Written exercise – Starting at the line that has "input: green lawn | mode: detection" and running through the end of the records, copy those lines with "gothic window" switched to "pointed window" and everything else unchanged. Leave the pictures out of your copy.

+ + + + + + +

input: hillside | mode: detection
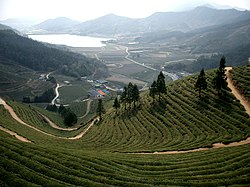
[0,30,106,77]
[72,7,250,35]
[0,69,250,186]
[33,17,80,33]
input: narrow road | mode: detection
[39,113,77,131]
[226,67,250,116]
[68,117,99,140]
[134,137,250,155]
[0,98,96,140]
[0,126,32,143]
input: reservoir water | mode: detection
[28,34,109,47]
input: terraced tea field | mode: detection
[0,65,250,186]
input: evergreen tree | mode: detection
[127,82,133,108]
[58,104,66,115]
[149,81,157,103]
[63,110,77,126]
[195,68,207,97]
[113,97,120,114]
[132,84,140,108]
[156,71,167,101]
[213,56,227,96]
[96,99,105,121]
[121,86,128,110]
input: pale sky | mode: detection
[0,0,250,21]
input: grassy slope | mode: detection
[232,66,250,101]
[0,68,250,186]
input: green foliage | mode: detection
[213,56,227,96]
[58,105,77,126]
[149,71,167,102]
[0,67,250,187]
[96,99,106,121]
[113,97,120,114]
[231,66,250,101]
[121,86,128,110]
[63,110,77,126]
[149,81,157,102]
[195,69,207,97]
[121,82,140,110]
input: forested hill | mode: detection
[0,30,107,77]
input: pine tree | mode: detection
[96,99,105,121]
[113,97,120,114]
[63,110,77,126]
[121,86,128,110]
[127,82,133,108]
[132,84,140,108]
[213,56,227,96]
[195,68,207,98]
[156,71,167,101]
[149,81,157,103]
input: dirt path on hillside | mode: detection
[135,137,250,155]
[39,113,78,131]
[0,98,96,140]
[68,117,99,140]
[132,67,250,154]
[0,126,32,143]
[79,99,93,119]
[226,67,250,116]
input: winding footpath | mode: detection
[0,67,250,151]
[226,67,250,116]
[0,126,32,143]
[0,98,99,140]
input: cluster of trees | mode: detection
[23,88,55,103]
[149,71,167,102]
[46,104,77,126]
[96,99,106,121]
[113,82,140,114]
[120,82,140,110]
[195,56,227,98]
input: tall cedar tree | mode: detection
[149,81,157,103]
[113,97,120,114]
[132,84,140,108]
[127,82,133,108]
[121,86,128,110]
[195,68,207,98]
[63,110,77,126]
[213,56,227,96]
[156,71,167,101]
[96,99,105,121]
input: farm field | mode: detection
[0,65,250,186]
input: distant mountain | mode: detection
[72,7,250,35]
[73,14,137,35]
[34,17,80,32]
[0,18,37,30]
[0,30,107,77]
[0,24,12,30]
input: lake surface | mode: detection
[28,34,109,47]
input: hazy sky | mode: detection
[0,0,250,21]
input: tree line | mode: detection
[97,56,227,120]
[195,56,227,98]
[46,104,77,126]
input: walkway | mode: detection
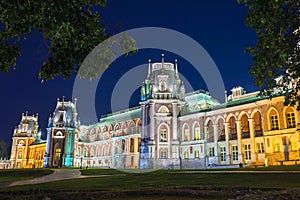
[0,169,97,188]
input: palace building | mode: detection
[10,59,300,169]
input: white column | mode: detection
[235,121,243,163]
[149,103,154,141]
[214,124,218,159]
[172,103,178,141]
[248,118,257,162]
[225,122,231,164]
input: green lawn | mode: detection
[0,169,53,183]
[0,166,300,200]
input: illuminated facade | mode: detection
[11,57,300,168]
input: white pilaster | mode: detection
[248,118,257,162]
[235,121,243,163]
[225,122,231,164]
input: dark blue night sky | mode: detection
[0,0,257,150]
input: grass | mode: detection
[0,166,300,199]
[0,169,53,183]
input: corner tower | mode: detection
[10,112,41,168]
[44,98,79,167]
[140,54,185,169]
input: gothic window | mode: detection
[285,107,296,128]
[218,119,225,141]
[206,120,214,142]
[58,112,64,122]
[18,151,22,159]
[228,116,237,140]
[183,125,190,141]
[232,145,239,161]
[122,139,126,153]
[55,145,61,161]
[83,148,87,157]
[195,150,200,158]
[208,147,215,157]
[220,147,226,162]
[257,142,265,153]
[291,141,298,151]
[138,137,142,152]
[159,149,167,159]
[130,138,134,153]
[269,109,279,130]
[158,106,169,113]
[159,80,167,92]
[194,127,200,140]
[244,144,251,160]
[184,151,189,159]
[241,114,250,135]
[18,140,25,146]
[273,143,280,152]
[55,131,63,136]
[160,129,167,142]
[253,111,263,137]
[22,124,28,132]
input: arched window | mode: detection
[159,149,167,159]
[18,151,22,159]
[159,128,168,142]
[206,120,214,142]
[195,150,200,158]
[184,151,189,159]
[269,109,279,130]
[54,143,61,161]
[83,148,87,157]
[218,119,225,141]
[183,124,190,141]
[253,111,263,137]
[285,107,296,128]
[228,116,237,140]
[194,124,202,140]
[241,114,250,138]
[158,106,169,113]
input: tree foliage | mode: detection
[0,0,135,80]
[0,140,8,158]
[238,0,300,105]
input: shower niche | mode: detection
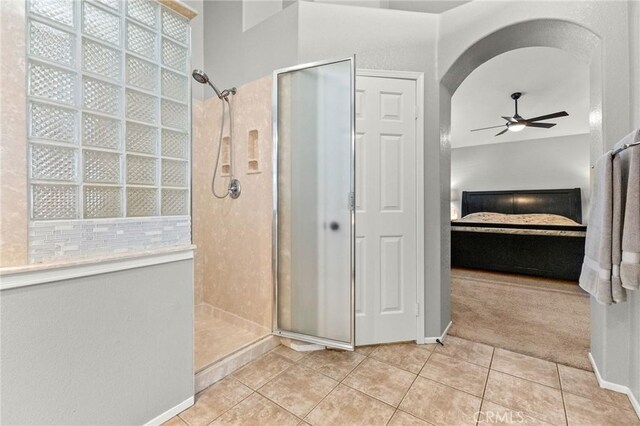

+ + + + + + +

The output –
input: green lawn | mode: detection
[0,169,53,183]
[0,166,300,200]
input: illuminated facade | mode: detection
[11,57,300,168]
input: white pilaster | mode: detection
[248,118,257,162]
[235,121,243,163]
[225,122,231,164]
input: dark blue night sky | mode: detection
[0,0,257,150]
input: grass | mode: detection
[0,166,300,199]
[0,169,53,183]
input: corner tower | mode: detection
[10,112,41,168]
[44,98,79,167]
[140,54,185,169]
input: pointed window | mode: detection
[285,107,296,128]
[218,119,225,141]
[206,120,214,142]
[58,112,64,122]
[18,151,22,159]
[228,116,237,140]
[183,125,190,141]
[232,145,239,161]
[122,139,126,153]
[55,145,61,161]
[83,148,87,157]
[195,150,200,158]
[208,147,215,157]
[220,147,226,162]
[257,142,265,153]
[291,141,298,151]
[138,137,142,152]
[159,149,167,159]
[130,138,134,153]
[269,109,279,130]
[158,106,169,113]
[159,80,167,92]
[194,127,200,140]
[244,144,251,160]
[184,151,189,159]
[241,114,250,135]
[18,140,25,146]
[273,143,280,152]
[55,131,63,136]
[160,129,167,142]
[253,111,263,137]
[22,124,28,132]
input: arched window | mode: detection
[159,149,167,159]
[18,151,22,159]
[159,128,168,142]
[206,120,214,142]
[195,150,200,158]
[184,151,189,159]
[269,109,279,130]
[54,143,61,161]
[83,148,87,157]
[218,119,225,141]
[183,124,190,141]
[253,111,263,137]
[285,107,296,128]
[228,116,237,140]
[194,124,202,140]
[241,114,250,138]
[158,106,169,113]
input: tree foliage | mode: detection
[0,0,135,80]
[0,140,8,158]
[238,0,300,105]
input: shower niche | mode: detection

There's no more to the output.